RECORDS SUPPLIED:
────
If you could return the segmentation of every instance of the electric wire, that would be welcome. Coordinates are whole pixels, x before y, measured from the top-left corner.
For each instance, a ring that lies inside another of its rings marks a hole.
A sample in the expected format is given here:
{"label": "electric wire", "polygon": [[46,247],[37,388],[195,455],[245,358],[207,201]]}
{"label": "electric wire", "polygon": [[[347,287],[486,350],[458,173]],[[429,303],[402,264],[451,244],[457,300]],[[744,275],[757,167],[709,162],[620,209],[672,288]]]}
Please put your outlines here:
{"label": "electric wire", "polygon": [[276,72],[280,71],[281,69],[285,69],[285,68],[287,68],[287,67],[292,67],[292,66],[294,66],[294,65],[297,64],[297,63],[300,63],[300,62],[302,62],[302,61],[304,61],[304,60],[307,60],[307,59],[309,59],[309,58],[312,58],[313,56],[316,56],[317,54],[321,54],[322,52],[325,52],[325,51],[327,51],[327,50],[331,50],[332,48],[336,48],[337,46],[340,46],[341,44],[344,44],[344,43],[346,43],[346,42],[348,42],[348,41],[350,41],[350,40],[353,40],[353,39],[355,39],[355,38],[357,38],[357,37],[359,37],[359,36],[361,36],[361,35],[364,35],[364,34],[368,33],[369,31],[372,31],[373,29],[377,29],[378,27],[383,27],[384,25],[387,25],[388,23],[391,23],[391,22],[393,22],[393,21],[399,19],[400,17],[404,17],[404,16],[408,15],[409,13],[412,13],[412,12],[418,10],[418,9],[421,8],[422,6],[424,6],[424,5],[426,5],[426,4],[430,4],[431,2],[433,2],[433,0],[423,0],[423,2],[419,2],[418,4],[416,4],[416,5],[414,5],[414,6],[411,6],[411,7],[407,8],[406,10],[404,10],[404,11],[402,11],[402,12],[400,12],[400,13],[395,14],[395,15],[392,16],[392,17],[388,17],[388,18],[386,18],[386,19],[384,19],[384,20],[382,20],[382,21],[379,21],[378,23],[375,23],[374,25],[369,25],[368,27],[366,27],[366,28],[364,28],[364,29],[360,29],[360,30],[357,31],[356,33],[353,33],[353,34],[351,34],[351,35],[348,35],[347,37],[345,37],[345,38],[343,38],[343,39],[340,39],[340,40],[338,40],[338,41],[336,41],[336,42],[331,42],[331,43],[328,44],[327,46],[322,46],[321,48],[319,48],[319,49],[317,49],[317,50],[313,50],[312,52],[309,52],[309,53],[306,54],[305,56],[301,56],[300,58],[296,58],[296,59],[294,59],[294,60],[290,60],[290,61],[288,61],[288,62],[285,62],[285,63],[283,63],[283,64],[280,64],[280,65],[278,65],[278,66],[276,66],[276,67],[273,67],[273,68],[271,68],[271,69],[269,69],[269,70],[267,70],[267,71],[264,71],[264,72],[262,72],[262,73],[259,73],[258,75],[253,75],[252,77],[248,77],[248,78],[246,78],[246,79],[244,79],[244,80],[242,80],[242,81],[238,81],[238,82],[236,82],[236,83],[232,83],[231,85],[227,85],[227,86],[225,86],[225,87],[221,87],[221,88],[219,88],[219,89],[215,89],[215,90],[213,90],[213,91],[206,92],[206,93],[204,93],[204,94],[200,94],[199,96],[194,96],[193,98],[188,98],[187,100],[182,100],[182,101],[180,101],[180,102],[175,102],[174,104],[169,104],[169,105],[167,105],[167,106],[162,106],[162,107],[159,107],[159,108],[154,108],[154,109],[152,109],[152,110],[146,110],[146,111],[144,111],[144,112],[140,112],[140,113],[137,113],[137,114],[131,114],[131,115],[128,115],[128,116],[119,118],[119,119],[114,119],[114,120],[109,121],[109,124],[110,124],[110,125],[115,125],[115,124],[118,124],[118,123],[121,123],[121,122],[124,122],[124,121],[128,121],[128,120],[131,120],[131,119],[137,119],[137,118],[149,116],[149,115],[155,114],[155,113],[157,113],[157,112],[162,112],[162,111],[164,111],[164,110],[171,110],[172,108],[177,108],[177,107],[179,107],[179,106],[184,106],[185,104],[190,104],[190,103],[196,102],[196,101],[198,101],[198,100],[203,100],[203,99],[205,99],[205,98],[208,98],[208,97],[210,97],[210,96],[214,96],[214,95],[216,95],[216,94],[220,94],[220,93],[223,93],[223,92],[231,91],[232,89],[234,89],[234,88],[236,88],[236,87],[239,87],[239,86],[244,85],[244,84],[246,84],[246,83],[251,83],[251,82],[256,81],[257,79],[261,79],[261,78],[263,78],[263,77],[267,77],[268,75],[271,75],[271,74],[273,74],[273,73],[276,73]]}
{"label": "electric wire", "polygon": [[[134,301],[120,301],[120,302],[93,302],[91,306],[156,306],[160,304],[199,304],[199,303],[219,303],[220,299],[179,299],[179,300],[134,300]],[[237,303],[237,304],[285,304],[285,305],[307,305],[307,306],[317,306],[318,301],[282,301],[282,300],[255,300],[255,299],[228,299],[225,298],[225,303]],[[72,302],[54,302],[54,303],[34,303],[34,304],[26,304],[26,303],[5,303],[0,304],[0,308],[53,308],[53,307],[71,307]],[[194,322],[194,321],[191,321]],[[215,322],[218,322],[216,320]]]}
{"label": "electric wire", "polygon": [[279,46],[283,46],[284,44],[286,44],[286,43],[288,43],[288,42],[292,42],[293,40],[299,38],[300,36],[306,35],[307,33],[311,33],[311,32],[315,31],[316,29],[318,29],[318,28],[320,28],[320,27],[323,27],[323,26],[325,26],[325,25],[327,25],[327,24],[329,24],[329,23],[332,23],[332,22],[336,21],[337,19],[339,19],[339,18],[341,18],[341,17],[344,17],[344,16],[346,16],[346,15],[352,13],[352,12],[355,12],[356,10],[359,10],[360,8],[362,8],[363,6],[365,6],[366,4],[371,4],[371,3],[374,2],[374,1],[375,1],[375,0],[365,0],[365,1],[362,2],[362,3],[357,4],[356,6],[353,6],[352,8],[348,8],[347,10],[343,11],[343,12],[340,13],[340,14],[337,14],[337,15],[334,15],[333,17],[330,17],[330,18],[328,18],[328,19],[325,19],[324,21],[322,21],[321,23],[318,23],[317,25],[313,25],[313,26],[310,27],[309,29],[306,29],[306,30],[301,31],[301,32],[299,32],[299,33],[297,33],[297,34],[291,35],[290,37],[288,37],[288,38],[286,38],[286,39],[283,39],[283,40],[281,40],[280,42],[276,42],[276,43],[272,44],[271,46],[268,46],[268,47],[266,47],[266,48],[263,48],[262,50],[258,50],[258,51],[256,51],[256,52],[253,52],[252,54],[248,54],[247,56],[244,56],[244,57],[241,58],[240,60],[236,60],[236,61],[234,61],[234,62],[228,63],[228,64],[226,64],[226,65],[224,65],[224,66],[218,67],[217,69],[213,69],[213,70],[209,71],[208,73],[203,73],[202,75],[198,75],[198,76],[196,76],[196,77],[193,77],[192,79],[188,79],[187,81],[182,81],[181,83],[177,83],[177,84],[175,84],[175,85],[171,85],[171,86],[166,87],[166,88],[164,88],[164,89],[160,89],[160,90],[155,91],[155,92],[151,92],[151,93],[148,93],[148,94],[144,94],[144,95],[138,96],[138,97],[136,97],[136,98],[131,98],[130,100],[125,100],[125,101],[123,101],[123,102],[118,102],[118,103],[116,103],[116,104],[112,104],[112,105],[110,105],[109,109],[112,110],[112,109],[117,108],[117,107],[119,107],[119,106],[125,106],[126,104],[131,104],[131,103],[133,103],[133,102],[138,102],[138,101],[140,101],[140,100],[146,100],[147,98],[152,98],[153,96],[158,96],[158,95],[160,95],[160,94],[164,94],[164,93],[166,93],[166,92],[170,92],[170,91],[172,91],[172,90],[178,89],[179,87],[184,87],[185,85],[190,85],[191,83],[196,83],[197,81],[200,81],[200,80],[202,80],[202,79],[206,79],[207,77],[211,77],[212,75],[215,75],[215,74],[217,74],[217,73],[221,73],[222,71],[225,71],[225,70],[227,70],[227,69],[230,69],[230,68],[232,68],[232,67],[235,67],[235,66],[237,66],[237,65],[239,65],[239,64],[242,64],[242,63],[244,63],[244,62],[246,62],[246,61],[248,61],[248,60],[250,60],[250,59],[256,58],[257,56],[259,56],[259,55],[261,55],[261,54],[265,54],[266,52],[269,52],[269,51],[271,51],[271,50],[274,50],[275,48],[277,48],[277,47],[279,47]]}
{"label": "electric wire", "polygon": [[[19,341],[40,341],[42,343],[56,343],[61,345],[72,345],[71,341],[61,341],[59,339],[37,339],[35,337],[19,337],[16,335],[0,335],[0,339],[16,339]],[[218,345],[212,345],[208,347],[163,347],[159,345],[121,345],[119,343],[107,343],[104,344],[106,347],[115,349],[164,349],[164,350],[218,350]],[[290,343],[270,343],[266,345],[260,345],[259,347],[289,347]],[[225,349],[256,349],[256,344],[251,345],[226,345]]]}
────
WHAT TO WORK ON:
Provide the count of lines in the data above containing "that", and nothing further.

COMPLETED TASK:
2